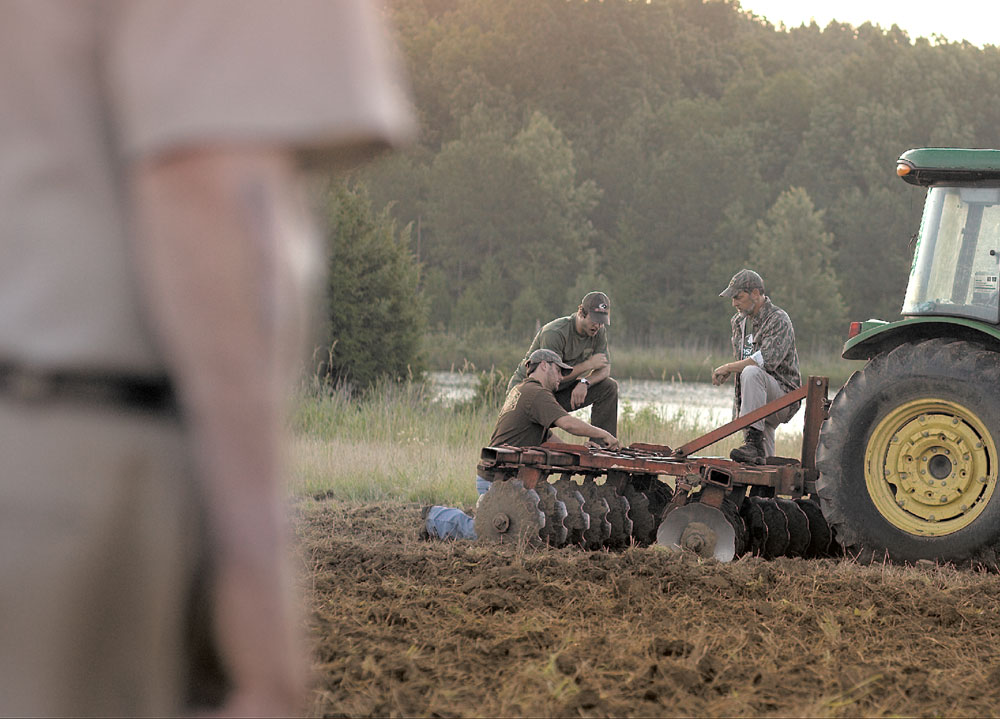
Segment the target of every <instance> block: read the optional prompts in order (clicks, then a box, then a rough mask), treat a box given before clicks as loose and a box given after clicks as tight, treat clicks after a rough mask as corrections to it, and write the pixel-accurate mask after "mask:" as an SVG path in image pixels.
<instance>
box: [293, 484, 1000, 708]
mask: <svg viewBox="0 0 1000 719" xmlns="http://www.w3.org/2000/svg"><path fill="white" fill-rule="evenodd" d="M419 517H420V508H419V507H418V506H416V505H405V504H394V505H388V504H381V505H361V504H347V503H342V502H337V501H334V500H327V501H323V502H318V503H315V504H313V503H310V504H306V503H303V504H301V505H299V507H298V509H297V510H296V511H295V525H296V531H297V534H298V538H299V552H300V555H301V557H302V561H303V563H304V569H305V571H304V574H305V577H304V579H305V592H306V595H307V598H308V602H309V617H308V627H309V632H310V635H311V640H312V642H313V652H314V653H313V670H314V678H313V694H312V704H311V706H310V707H309V712H310V713H311V715H314V716H372V715H375V716H407V717H409V716H436V717H451V716H532V717H545V716H836V717H840V716H890V715H897V716H898V715H903V716H947V717H955V716H989V715H993V716H996V715H998V714H1000V644H998V641H1000V611H998V609H1000V600H998V597H1000V577H998V576H997V575H994V574H986V573H979V572H974V571H971V570H957V569H953V568H950V567H936V566H930V565H929V566H920V567H893V566H882V565H878V566H859V565H858V564H856V563H854V562H852V561H849V560H802V559H781V560H777V561H771V562H768V561H763V560H758V559H755V558H744V559H741V560H739V561H736V562H734V563H731V564H719V563H716V562H714V561H704V560H700V559H698V558H697V557H694V556H693V555H690V554H671V553H667V552H664V551H662V550H660V549H657V548H638V547H635V548H631V549H628V550H626V551H623V552H614V553H610V552H584V551H581V550H577V549H559V550H552V549H531V548H524V547H520V548H519V547H511V546H498V545H481V544H475V543H468V542H441V541H432V542H426V541H421V540H420V539H419V536H418V533H419V524H420V519H419Z"/></svg>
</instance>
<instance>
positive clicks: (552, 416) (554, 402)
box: [489, 379, 569, 447]
mask: <svg viewBox="0 0 1000 719" xmlns="http://www.w3.org/2000/svg"><path fill="white" fill-rule="evenodd" d="M567 414H569V413H568V412H567V411H566V410H564V409H563V408H562V407H560V406H559V403H558V402H556V398H555V395H553V394H552V391H551V390H547V389H545V388H544V387H542V385H541V383H540V382H539V381H538V380H537V379H528V380H525V381H524V382H521V383H520V384H518V385H517V386H516V387H514V388H513V389H511V390H510V391H509V392H508V393H507V399H506V400H504V403H503V408H502V409H501V410H500V416H499V417H497V424H496V427H495V428H494V429H493V436H492V437H490V443H489V446H490V447H499V446H500V445H502V444H509V445H513V446H514V447H534V446H536V445H539V444H541V443H542V442H544V441H545V440H546V438H547V437H548V433H549V428H550V427H551V426H552V425H553V424H555V423H556V421H557V420H559V419H560V418H562V417H565V416H566V415H567Z"/></svg>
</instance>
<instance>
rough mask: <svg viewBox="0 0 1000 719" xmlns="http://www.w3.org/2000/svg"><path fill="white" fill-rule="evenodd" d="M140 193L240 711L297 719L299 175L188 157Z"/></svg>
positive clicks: (162, 166) (139, 169)
mask: <svg viewBox="0 0 1000 719" xmlns="http://www.w3.org/2000/svg"><path fill="white" fill-rule="evenodd" d="M134 188H135V193H136V196H135V198H134V199H135V206H136V208H137V217H136V223H137V227H136V236H137V243H138V245H137V261H138V263H139V266H140V271H141V274H140V276H141V277H142V278H143V283H144V287H143V289H144V291H145V293H146V297H147V300H148V307H149V311H150V313H151V317H152V322H153V326H154V327H155V328H156V330H157V335H158V339H159V340H160V342H161V343H162V346H163V348H164V353H165V356H166V359H167V363H168V367H169V370H170V374H171V377H172V379H173V381H174V384H175V386H176V387H177V389H178V394H179V400H180V404H181V408H182V412H183V413H184V416H185V419H186V420H187V422H188V425H189V427H190V428H191V433H192V437H193V439H194V442H195V451H196V459H197V462H198V464H197V468H198V470H199V473H200V477H201V479H202V481H203V484H204V489H205V497H206V501H207V507H208V517H209V531H210V537H211V539H212V542H213V546H212V549H213V551H214V552H215V556H214V559H215V567H216V573H215V575H214V576H213V587H214V590H215V593H214V598H215V602H216V615H215V618H216V625H215V626H216V629H217V632H218V640H219V644H220V649H221V651H222V654H223V660H224V662H225V665H226V668H227V669H228V670H229V672H230V673H231V679H232V680H233V683H234V699H236V700H237V701H238V702H239V706H240V707H241V711H248V712H258V711H263V712H265V713H279V714H280V713H285V712H289V711H292V710H294V708H295V702H296V700H297V699H298V690H299V687H300V683H301V661H302V660H301V657H300V655H299V651H298V650H299V648H298V645H297V642H296V641H295V631H294V627H295V624H296V620H295V611H294V605H295V602H294V600H293V597H292V595H291V586H292V581H291V577H290V576H289V567H288V565H287V557H286V554H285V538H286V527H285V521H284V512H283V491H282V487H281V482H280V462H281V457H280V454H281V435H282V417H283V412H284V404H285V398H286V394H285V393H286V389H287V388H286V382H285V380H286V379H287V378H288V376H289V374H290V368H289V364H290V361H289V360H290V356H289V355H288V353H287V350H286V349H285V348H288V347H290V346H291V347H295V348H298V347H299V346H300V345H299V343H298V341H296V339H295V337H294V336H288V335H286V334H285V329H284V328H285V327H287V326H289V325H292V326H293V331H292V335H294V334H295V329H296V328H295V327H294V325H296V324H300V325H301V324H302V323H301V322H300V321H299V320H300V319H301V318H298V317H296V316H295V312H294V309H293V310H292V311H289V308H294V307H295V301H294V297H290V296H287V295H288V294H289V293H292V294H294V292H293V290H294V289H295V285H296V283H295V282H294V279H295V278H294V277H289V276H288V271H289V269H290V267H289V263H288V262H287V261H286V259H287V253H288V244H294V243H295V242H301V241H303V240H302V238H297V237H296V236H295V234H296V233H299V232H306V231H307V229H306V228H307V224H305V223H304V221H303V220H302V213H301V209H300V206H299V204H298V202H297V198H296V196H295V190H296V186H295V174H294V171H293V166H292V163H291V161H290V158H289V157H287V156H286V155H285V154H284V153H282V152H279V151H272V150H268V149H247V148H233V149H228V150H224V151H190V152H186V153H183V154H178V155H175V156H170V157H167V158H164V159H160V160H156V161H149V162H145V163H143V164H141V165H140V166H139V167H138V168H137V171H136V176H135V178H134ZM291 269H294V268H291ZM250 697H255V698H253V699H251V698H250Z"/></svg>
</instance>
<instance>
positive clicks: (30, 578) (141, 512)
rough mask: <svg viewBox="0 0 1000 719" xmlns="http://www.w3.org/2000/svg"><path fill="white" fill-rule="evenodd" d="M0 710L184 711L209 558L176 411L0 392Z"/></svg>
mask: <svg viewBox="0 0 1000 719" xmlns="http://www.w3.org/2000/svg"><path fill="white" fill-rule="evenodd" d="M0 442H2V451H0V715H5V716H10V715H17V716H38V715H48V716H86V715H103V716H122V715H130V716H135V715H161V716H163V715H176V714H178V713H180V712H182V711H183V710H184V706H183V703H184V699H185V692H186V691H187V684H186V682H187V676H186V674H185V671H186V661H185V652H186V647H185V639H186V637H185V631H186V627H187V623H188V611H189V608H190V600H191V587H192V581H193V578H194V575H195V571H196V565H197V564H198V562H199V559H200V557H201V556H203V554H202V549H203V547H202V546H201V543H200V540H199V537H200V532H199V529H200V527H201V526H202V522H201V520H200V515H199V507H200V506H201V503H200V502H199V501H198V498H197V494H196V492H195V491H194V482H193V473H192V471H191V468H190V461H189V457H188V447H187V443H186V441H185V439H184V437H183V436H182V431H181V427H180V423H179V421H178V419H177V418H176V417H174V416H169V414H144V413H141V412H128V411H125V410H121V409H114V408H108V407H101V406H96V405H94V406H92V405H87V404H84V403H82V402H79V403H73V402H61V401H57V400H50V401H45V402H18V401H13V400H9V399H7V398H5V397H0Z"/></svg>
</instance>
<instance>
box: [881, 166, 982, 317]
mask: <svg viewBox="0 0 1000 719" xmlns="http://www.w3.org/2000/svg"><path fill="white" fill-rule="evenodd" d="M896 172H897V174H898V175H900V176H901V177H902V178H903V179H904V180H906V181H907V182H910V183H912V184H915V185H923V186H927V187H928V191H927V199H926V201H925V203H924V214H923V219H922V221H921V223H920V231H919V233H918V235H917V238H916V251H915V252H914V257H913V265H912V267H911V269H910V280H909V283H908V285H907V288H906V296H905V299H904V300H903V309H902V314H903V315H904V316H906V317H926V316H946V317H962V318H968V319H971V320H978V321H980V322H987V323H990V324H998V322H1000V152H998V151H996V150H958V149H954V150H953V149H918V150H910V151H909V152H907V153H905V154H903V155H902V157H900V159H899V162H898V164H897V166H896Z"/></svg>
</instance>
====================
__Problem description__:
Up to and including the line with "positive clicks: (552, 416) (554, 402)", copy the data above from its first line. Skip pictures.

__Output below__:
Segment the target of every <instance> block: read the optional prompts in order (clicks, then a box, then a rough mask), treat a box given before clicks as loose and a box given after clicks as tight, treat clicks after a rough mask as corrections to it, and write the pixel-accurate mask after "mask:" as an SVG path in image pixels.
<instance>
box: [293, 484, 1000, 708]
mask: <svg viewBox="0 0 1000 719" xmlns="http://www.w3.org/2000/svg"><path fill="white" fill-rule="evenodd" d="M419 517H420V508H419V507H418V506H416V505H405V504H394V505H388V504H381V505H361V504H347V503H342V502H337V501H334V500H327V501H323V502H318V503H315V504H313V503H310V504H306V503H303V504H301V505H299V507H298V509H297V510H296V511H295V525H296V531H297V534H298V538H299V552H300V555H301V557H302V561H303V563H304V569H305V571H304V574H305V577H304V579H305V592H306V595H307V598H308V602H309V617H308V627H309V632H310V635H311V640H312V642H313V652H314V653H313V670H314V678H313V694H312V704H311V706H310V707H309V712H310V713H311V715H314V716H372V715H375V716H407V717H409V716H436V717H451V716H532V717H545V716H836V717H840V716H890V715H897V716H898V715H903V716H947V717H955V716H989V715H993V716H996V715H998V714H1000V644H998V641H1000V611H998V609H1000V600H998V597H1000V577H998V576H997V575H994V574H986V573H979V572H974V571H971V570H957V569H953V568H950V567H936V566H930V565H929V566H920V567H893V566H882V565H878V566H859V565H858V564H856V563H854V562H852V561H849V560H802V559H781V560H777V561H771V562H768V561H763V560H758V559H755V558H744V559H741V560H739V561H736V562H734V563H731V564H719V563H716V562H714V561H704V560H700V559H698V558H697V557H694V556H693V555H690V554H671V553H667V552H664V551H662V550H660V549H657V548H638V547H635V548H631V549H628V550H626V551H623V552H614V553H610V552H584V551H581V550H577V549H559V550H552V549H531V548H524V547H520V548H519V547H511V546H498V545H481V544H475V543H468V542H441V541H432V542H426V541H421V540H420V539H419V536H418V533H419V524H420V519H419Z"/></svg>
</instance>
<instance>
positive clicks: (552, 416) (554, 402)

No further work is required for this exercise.